┌──
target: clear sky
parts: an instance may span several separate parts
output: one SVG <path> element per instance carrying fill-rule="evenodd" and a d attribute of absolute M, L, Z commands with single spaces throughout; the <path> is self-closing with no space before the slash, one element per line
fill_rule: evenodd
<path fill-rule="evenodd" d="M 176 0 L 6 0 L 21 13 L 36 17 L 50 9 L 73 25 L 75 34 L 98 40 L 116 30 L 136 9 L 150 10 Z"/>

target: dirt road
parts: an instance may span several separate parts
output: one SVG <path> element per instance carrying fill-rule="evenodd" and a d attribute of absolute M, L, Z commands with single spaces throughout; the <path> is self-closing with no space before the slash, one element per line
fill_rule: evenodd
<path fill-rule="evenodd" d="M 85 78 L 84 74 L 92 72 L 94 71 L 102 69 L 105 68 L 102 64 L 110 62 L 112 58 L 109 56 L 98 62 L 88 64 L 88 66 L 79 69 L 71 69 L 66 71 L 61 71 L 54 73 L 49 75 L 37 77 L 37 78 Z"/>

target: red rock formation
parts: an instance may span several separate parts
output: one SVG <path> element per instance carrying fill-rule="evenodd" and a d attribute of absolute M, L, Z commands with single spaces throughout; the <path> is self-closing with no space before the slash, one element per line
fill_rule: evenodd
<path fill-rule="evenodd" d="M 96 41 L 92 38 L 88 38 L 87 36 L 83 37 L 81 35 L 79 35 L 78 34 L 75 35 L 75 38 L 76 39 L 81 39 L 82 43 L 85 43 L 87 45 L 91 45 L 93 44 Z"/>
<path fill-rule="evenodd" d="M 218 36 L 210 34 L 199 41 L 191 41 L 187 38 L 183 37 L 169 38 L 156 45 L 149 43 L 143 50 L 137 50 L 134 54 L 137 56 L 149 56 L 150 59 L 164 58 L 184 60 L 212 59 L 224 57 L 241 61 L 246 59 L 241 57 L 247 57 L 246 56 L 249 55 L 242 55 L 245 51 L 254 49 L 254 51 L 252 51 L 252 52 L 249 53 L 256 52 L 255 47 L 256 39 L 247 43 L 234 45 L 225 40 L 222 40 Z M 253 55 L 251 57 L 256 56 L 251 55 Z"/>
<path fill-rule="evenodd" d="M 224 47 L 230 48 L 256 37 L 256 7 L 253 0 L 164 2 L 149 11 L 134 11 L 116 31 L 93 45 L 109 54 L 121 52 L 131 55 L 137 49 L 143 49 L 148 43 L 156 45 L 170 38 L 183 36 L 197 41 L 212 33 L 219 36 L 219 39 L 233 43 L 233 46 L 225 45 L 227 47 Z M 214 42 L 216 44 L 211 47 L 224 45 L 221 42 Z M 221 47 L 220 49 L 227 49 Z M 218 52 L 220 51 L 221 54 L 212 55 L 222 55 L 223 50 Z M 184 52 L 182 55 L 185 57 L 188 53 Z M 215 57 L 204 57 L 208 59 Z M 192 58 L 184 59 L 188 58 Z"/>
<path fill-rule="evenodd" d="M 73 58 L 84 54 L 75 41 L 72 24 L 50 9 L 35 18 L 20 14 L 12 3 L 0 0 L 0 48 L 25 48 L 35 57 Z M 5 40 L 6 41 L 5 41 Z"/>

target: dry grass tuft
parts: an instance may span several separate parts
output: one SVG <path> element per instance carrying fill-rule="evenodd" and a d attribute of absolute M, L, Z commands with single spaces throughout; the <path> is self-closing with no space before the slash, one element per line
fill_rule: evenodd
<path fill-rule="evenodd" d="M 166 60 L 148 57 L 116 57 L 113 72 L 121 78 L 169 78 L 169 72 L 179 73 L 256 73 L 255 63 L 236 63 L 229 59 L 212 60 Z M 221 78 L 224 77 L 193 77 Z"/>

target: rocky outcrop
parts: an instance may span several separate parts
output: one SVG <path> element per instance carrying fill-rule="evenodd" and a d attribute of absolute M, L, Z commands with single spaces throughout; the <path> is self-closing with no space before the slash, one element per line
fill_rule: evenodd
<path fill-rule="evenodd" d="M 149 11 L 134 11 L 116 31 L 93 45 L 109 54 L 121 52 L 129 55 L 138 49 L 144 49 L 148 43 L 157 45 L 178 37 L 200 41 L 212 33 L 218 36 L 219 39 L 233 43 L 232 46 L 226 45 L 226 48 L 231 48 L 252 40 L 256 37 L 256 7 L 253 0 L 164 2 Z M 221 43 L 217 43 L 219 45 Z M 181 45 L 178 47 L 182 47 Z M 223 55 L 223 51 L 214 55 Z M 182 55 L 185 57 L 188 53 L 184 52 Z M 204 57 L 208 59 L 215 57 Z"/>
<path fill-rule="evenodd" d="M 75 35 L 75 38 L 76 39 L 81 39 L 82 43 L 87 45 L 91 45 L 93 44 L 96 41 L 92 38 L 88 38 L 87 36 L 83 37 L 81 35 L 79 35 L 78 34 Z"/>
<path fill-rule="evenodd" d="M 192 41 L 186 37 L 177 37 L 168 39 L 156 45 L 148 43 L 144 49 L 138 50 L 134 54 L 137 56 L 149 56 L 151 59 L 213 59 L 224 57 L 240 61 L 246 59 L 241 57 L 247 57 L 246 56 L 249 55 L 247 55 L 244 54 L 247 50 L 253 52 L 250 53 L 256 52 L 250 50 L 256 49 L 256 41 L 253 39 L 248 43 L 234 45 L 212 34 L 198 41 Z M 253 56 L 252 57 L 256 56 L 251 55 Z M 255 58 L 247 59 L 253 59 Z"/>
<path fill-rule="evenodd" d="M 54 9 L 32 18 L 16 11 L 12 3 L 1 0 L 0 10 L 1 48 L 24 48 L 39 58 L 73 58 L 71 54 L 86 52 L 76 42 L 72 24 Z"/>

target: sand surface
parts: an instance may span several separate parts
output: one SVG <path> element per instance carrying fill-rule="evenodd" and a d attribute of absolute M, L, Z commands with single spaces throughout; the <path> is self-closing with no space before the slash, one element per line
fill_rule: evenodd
└──
Reproduce every line of the rows above verbatim, preserving each character, space, and line break.

• [In response]:
target: clear sky
parts: an instance may span several separate parts
output: one SVG <path> element per instance carrying fill-rule="evenodd" and a d attribute of absolute M, L, Z commands with single spaces throughout; the <path> is self-closing with no space before the slash, one element per line
fill_rule: evenodd
<path fill-rule="evenodd" d="M 176 0 L 6 0 L 21 13 L 36 17 L 50 9 L 73 25 L 75 34 L 98 40 L 116 30 L 136 9 L 150 10 Z"/>

target: dirt road
parts: an instance may span several separate parts
output: one SVG <path> element per instance carrying fill-rule="evenodd" and a d attribute of absolute M, L, Z commands with single spaces throughout; the <path> is self-closing with no space before the slash, one element per line
fill_rule: evenodd
<path fill-rule="evenodd" d="M 85 78 L 84 74 L 92 72 L 94 71 L 102 69 L 105 68 L 102 64 L 110 62 L 112 58 L 109 56 L 98 62 L 88 64 L 88 66 L 79 69 L 71 69 L 66 71 L 61 71 L 54 73 L 49 75 L 37 77 L 37 78 Z"/>

target: red rock formation
parts: an instance may span several separate parts
output: one SVG <path> element per instance carrying fill-rule="evenodd" and a d attribute of absolute M, L, Z commands with single spaces throughout; the <path> is self-closing with no space before the slash, one element per line
fill_rule: evenodd
<path fill-rule="evenodd" d="M 96 41 L 92 38 L 88 38 L 87 36 L 83 37 L 81 35 L 79 35 L 78 34 L 75 35 L 75 38 L 76 39 L 81 39 L 82 43 L 85 43 L 87 45 L 91 45 L 93 44 Z"/>
<path fill-rule="evenodd" d="M 218 36 L 210 34 L 199 41 L 191 41 L 187 38 L 183 37 L 169 38 L 156 45 L 149 43 L 143 50 L 137 50 L 134 54 L 137 56 L 149 56 L 150 59 L 164 58 L 184 60 L 212 59 L 224 57 L 241 61 L 246 59 L 241 57 L 247 57 L 246 56 L 249 55 L 242 55 L 245 51 L 254 49 L 254 51 L 252 51 L 252 52 L 249 53 L 256 52 L 255 47 L 256 39 L 247 43 L 234 45 L 225 40 L 222 40 Z M 253 55 L 251 57 L 256 56 L 251 55 Z"/>
<path fill-rule="evenodd" d="M 224 47 L 230 48 L 256 37 L 256 7 L 253 0 L 164 2 L 149 11 L 134 11 L 116 31 L 93 45 L 109 54 L 121 52 L 131 55 L 137 49 L 143 49 L 148 43 L 156 45 L 170 38 L 183 36 L 197 41 L 212 33 L 219 36 L 219 39 L 233 43 L 233 46 L 225 45 L 227 47 Z M 214 42 L 216 44 L 211 47 L 224 45 L 221 42 Z M 221 47 L 220 49 L 227 49 Z M 218 52 L 220 51 L 221 54 L 212 55 L 222 55 L 223 50 Z M 184 52 L 182 55 L 185 57 L 188 53 Z M 215 57 L 204 57 L 208 59 Z M 192 58 L 184 59 L 188 58 Z"/>
<path fill-rule="evenodd" d="M 73 58 L 84 54 L 75 41 L 72 24 L 50 9 L 35 18 L 20 14 L 12 3 L 0 0 L 0 48 L 25 48 L 35 57 Z M 5 40 L 6 41 L 5 41 Z"/>

target: dry grass tuft
parts: an instance may span several separate parts
output: one SVG <path> element per instance carrying fill-rule="evenodd" and a d attribute of absolute M, L, Z commands with single spaces throughout; the <path> is self-closing with no space before the slash, one element per line
fill_rule: evenodd
<path fill-rule="evenodd" d="M 166 60 L 148 57 L 116 57 L 113 72 L 121 78 L 169 78 L 169 72 L 179 73 L 256 73 L 255 63 L 236 63 L 229 59 L 212 60 Z M 221 78 L 224 77 L 193 77 Z"/>

target: rocky outcrop
parts: an instance may span several separate parts
output: one SVG <path> element per instance carrying fill-rule="evenodd" and a d attribute of absolute M, L, Z commands with single spaces throughout; the <path> is self-closing with no space before the slash, one element per line
fill_rule: evenodd
<path fill-rule="evenodd" d="M 149 11 L 134 11 L 116 31 L 93 45 L 109 54 L 121 52 L 129 55 L 138 49 L 144 49 L 148 43 L 157 45 L 178 37 L 200 41 L 212 33 L 218 36 L 219 39 L 233 43 L 232 46 L 226 45 L 226 48 L 231 48 L 252 40 L 256 37 L 256 7 L 253 0 L 164 2 Z M 221 43 L 217 43 L 219 45 Z M 181 45 L 178 47 L 182 47 Z M 223 55 L 223 51 L 214 55 Z M 182 55 L 185 57 L 188 53 L 184 52 Z M 204 57 L 208 59 L 215 57 Z"/>
<path fill-rule="evenodd" d="M 75 35 L 75 38 L 76 39 L 81 39 L 82 43 L 87 45 L 91 45 L 93 44 L 96 41 L 92 38 L 88 38 L 87 36 L 83 37 L 81 35 L 79 35 L 78 34 Z"/>
<path fill-rule="evenodd" d="M 192 41 L 186 37 L 177 37 L 168 39 L 156 45 L 148 43 L 144 49 L 138 50 L 134 54 L 137 56 L 149 56 L 151 59 L 213 59 L 224 57 L 240 61 L 246 59 L 241 57 L 247 57 L 246 56 L 249 55 L 247 55 L 244 54 L 247 50 L 253 52 L 250 53 L 256 52 L 250 50 L 256 49 L 256 41 L 253 39 L 248 43 L 234 45 L 212 34 L 198 41 Z M 253 56 L 252 57 L 256 56 L 251 55 Z M 255 58 L 247 59 L 253 59 Z"/>
<path fill-rule="evenodd" d="M 54 9 L 32 18 L 16 11 L 12 3 L 1 0 L 0 10 L 1 48 L 24 48 L 39 58 L 73 58 L 71 54 L 86 52 L 76 42 L 72 24 Z"/>

target: sand surface
parts: an instance may span several separate parts
output: one SVG <path> element per instance carrying fill-rule="evenodd" and a d attribute of absolute M, L, Z commands with single spaces throughout; the <path> is self-closing with no space before the slash, one element per line
fill_rule: evenodd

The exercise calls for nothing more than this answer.